Reproduce every one of the rows below verbatim, leaving the pictures out of your copy.

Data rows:
** begin **
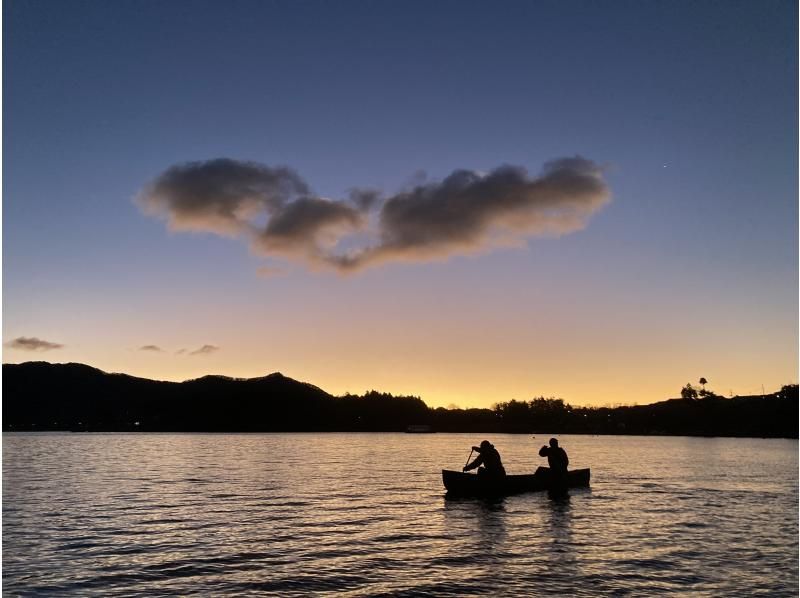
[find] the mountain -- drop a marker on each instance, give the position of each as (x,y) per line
(73,396)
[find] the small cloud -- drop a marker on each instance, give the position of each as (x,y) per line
(204,350)
(153,348)
(24,343)
(269,271)
(469,212)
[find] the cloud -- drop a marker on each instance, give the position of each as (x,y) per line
(32,343)
(204,350)
(468,212)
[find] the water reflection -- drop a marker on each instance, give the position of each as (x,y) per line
(486,516)
(561,554)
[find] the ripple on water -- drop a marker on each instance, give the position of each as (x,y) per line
(143,515)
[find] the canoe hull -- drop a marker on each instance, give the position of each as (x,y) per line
(469,484)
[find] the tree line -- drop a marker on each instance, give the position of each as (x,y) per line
(43,396)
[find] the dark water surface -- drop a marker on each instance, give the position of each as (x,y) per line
(365,515)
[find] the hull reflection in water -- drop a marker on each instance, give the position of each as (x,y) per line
(469,484)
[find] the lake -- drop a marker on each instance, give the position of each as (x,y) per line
(365,515)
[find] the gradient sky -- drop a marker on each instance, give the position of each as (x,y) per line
(690,270)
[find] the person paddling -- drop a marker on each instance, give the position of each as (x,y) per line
(558,461)
(489,458)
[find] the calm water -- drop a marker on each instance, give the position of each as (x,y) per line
(365,515)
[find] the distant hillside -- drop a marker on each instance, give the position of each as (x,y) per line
(44,396)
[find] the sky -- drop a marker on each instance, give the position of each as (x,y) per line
(466,201)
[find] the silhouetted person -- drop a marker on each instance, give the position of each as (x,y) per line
(489,458)
(558,461)
(556,457)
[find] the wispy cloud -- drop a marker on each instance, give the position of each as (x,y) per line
(32,343)
(204,350)
(466,213)
(153,348)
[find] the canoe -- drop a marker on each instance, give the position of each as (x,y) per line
(470,484)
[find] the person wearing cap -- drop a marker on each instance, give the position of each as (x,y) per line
(489,458)
(556,457)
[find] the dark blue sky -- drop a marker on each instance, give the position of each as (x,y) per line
(690,106)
** end **
* [Answer in full]
[find] the mountain -- drop a marker on each instance, give the position of each as (x,y) per line
(73,396)
[find] the small cloud -- drop a marker on each instance, give the position of each as (x,y) per line
(204,350)
(153,348)
(24,343)
(269,271)
(469,212)
[find] the cloud -- drop a marker on each instance, give the position of each as (x,y) per line
(32,343)
(204,350)
(468,212)
[find] the water reflection -- drop a marker on each instance, give the position of each as (x,y) per line
(486,516)
(561,554)
[find] the ripple on water -- drop a marker on each instance, give the position of each as (x,y) per line
(143,515)
[find] the canoe hull -- drop a marker on each instance, give the position of each as (x,y) per line
(469,484)
[find] the tree line -- drop a marker on each instance, give the position of each as (x,y) per line
(43,396)
[find] the dark water surface -- drop a marker on each instance, give the position of each as (x,y) per line
(365,515)
[find] the hull reflection in water -- drop a marker on each instance, give the position of each as (x,y) per line
(469,484)
[find] the lake -- drop a marker on each instance, give the position of each as (x,y) per line
(365,515)
[find] the gradient sky -- drop a marker on each instance, give the position of each as (x,y) per line
(690,270)
[find] the person paddling -- drop a marker on each instance, give the position of each as (x,y) per line
(558,461)
(489,458)
[find] the calm water -- drop a marker on each instance, give the position of each as (x,y) per line
(365,515)
[find] the distant hillside -- drop a marker on each instance, give the position of each as (x,y) per line
(44,396)
[find] the sky -- drop a marker on each instance, give the position of each as (x,y) per line
(466,201)
[find] the silhouetted person -- drop a marker on each instance, give the position of each as (x,y) per line
(489,458)
(558,461)
(556,457)
[find] the wispy cloud -- drop a marker on each instance, give the position of each as (x,y) per line
(32,343)
(204,350)
(466,213)
(153,348)
[find] the canoe -- drop a marker on each instance, give the position of each as (x,y) per line
(470,484)
[find] the person wearing cap -- drop a marker on each instance, give the position of each as (x,y) per line
(489,458)
(556,457)
[find] the dark blue sky -- drop a marker on each instance, give the position of each as (x,y) per line
(690,106)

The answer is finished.